* **AVAILABLE RECORDS**

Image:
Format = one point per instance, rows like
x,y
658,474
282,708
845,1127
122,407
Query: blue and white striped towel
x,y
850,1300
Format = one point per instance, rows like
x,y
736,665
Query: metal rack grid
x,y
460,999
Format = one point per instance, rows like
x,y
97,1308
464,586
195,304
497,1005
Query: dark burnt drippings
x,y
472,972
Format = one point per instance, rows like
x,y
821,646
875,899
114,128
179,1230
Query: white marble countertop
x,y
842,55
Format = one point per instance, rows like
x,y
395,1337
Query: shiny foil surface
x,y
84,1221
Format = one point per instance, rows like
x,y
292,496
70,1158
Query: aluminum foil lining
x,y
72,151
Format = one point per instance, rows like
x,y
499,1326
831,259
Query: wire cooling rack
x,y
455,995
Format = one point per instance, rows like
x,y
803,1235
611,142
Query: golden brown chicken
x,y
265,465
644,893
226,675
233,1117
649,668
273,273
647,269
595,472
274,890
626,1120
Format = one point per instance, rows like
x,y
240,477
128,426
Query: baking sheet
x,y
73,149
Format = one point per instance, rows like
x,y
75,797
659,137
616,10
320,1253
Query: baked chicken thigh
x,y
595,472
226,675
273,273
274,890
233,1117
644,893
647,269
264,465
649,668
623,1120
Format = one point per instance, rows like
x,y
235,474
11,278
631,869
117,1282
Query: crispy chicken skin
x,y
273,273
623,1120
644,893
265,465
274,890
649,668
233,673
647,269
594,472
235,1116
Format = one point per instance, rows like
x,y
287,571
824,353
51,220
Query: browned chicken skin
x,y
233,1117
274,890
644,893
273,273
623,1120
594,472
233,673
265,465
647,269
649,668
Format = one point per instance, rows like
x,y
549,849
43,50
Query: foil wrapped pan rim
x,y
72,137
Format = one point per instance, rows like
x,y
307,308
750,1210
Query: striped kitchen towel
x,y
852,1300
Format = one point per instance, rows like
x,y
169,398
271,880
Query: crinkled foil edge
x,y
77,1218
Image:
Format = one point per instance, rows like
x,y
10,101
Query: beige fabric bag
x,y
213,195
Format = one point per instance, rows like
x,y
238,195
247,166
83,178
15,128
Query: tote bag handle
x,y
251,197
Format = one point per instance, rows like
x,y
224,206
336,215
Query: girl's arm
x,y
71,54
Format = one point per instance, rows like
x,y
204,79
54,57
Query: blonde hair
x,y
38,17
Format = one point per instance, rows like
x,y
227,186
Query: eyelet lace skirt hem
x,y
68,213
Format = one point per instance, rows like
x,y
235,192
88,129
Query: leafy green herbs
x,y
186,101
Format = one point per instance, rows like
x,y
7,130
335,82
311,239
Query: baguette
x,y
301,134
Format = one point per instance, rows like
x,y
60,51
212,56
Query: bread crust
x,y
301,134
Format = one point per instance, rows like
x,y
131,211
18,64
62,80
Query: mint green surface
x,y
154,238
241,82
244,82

* **GIVEN INSTRUCTION**
Retype the records above exactly.

* **ANSWER TO THE TASK**
Image:
Format = one point per instance, rows like
x,y
658,474
282,708
845,1127
122,407
Query: blue and white striped towel
x,y
850,1300
Format = one point per instance, rows like
x,y
736,665
Query: metal rack grid
x,y
460,999
Format = one point per instance, rows like
x,y
97,1308
464,586
195,304
497,1005
Query: dark burnt drippings
x,y
472,972
Format = one point per instance, rows like
x,y
821,646
875,899
114,128
179,1230
Query: white marble countertop
x,y
842,55
Format = one point per instance, rows like
x,y
395,1337
Query: shiny foil surface
x,y
84,1221
Format = one point per instance, rows like
x,y
292,496
70,1158
Query: aluminum foil lining
x,y
72,151
Format = one point per instance, rows like
x,y
499,1326
831,259
Query: wire cooling rack
x,y
455,995
Format = one point per instance, rows like
x,y
803,1235
611,142
Query: golden brown chicken
x,y
265,465
644,893
226,675
233,1117
649,668
273,273
647,269
595,472
274,890
626,1120
Format = one point per instance, rows like
x,y
240,477
128,426
Query: baking sheet
x,y
73,149
Format = one point per instance, rows like
x,y
75,797
659,137
616,10
320,1253
Query: baked chicken thigh
x,y
595,472
226,675
273,273
274,890
233,1117
644,893
647,269
264,465
649,668
623,1120
Format = one point per instance, rows like
x,y
235,474
11,278
631,869
117,1282
Query: crispy chicken skin
x,y
273,273
623,1120
644,893
265,465
274,890
649,668
233,673
647,269
594,472
235,1116
Format = one point per instance, rows like
x,y
287,571
824,353
51,220
Query: browned chicken skin
x,y
233,1117
274,890
644,893
273,273
623,1120
594,472
233,673
265,465
647,269
649,668
Format = one point per instance, rows like
x,y
549,849
43,50
Query: foil wrapped pan rim
x,y
72,137
Format = one point per instance, rows like
x,y
307,308
750,1210
Query: striped kitchen towel
x,y
852,1300
Format = one point per instance, rows like
x,y
169,398
271,880
Query: crinkled foil edge
x,y
77,1218
Image:
Format = one point per instance, rows like
x,y
10,101
Query: beige fabric bag
x,y
213,195
Format = one point per instance, rows like
x,y
238,195
247,166
83,178
15,128
Query: tote bag handle
x,y
251,197
Format = one point per instance, rows like
x,y
224,206
336,215
Query: girl's arm
x,y
71,54
Format = one point per instance, rows like
x,y
204,79
54,57
Query: blonde hair
x,y
38,17
Format = one point per instance, rows like
x,y
227,186
Query: eyelet lace skirt hem
x,y
68,213
Format = one point per instance, rows like
x,y
235,192
88,129
Query: leafy green herbs
x,y
186,101
Format = one point per instance, rows like
x,y
7,130
335,82
311,239
Query: baguette
x,y
301,134
Format = one point per instance, rows like
x,y
60,51
212,56
Query: bread crust
x,y
301,134
Format = one point per instance, rows like
x,y
131,211
18,64
62,80
Query: mint green surface
x,y
154,238
241,82
244,82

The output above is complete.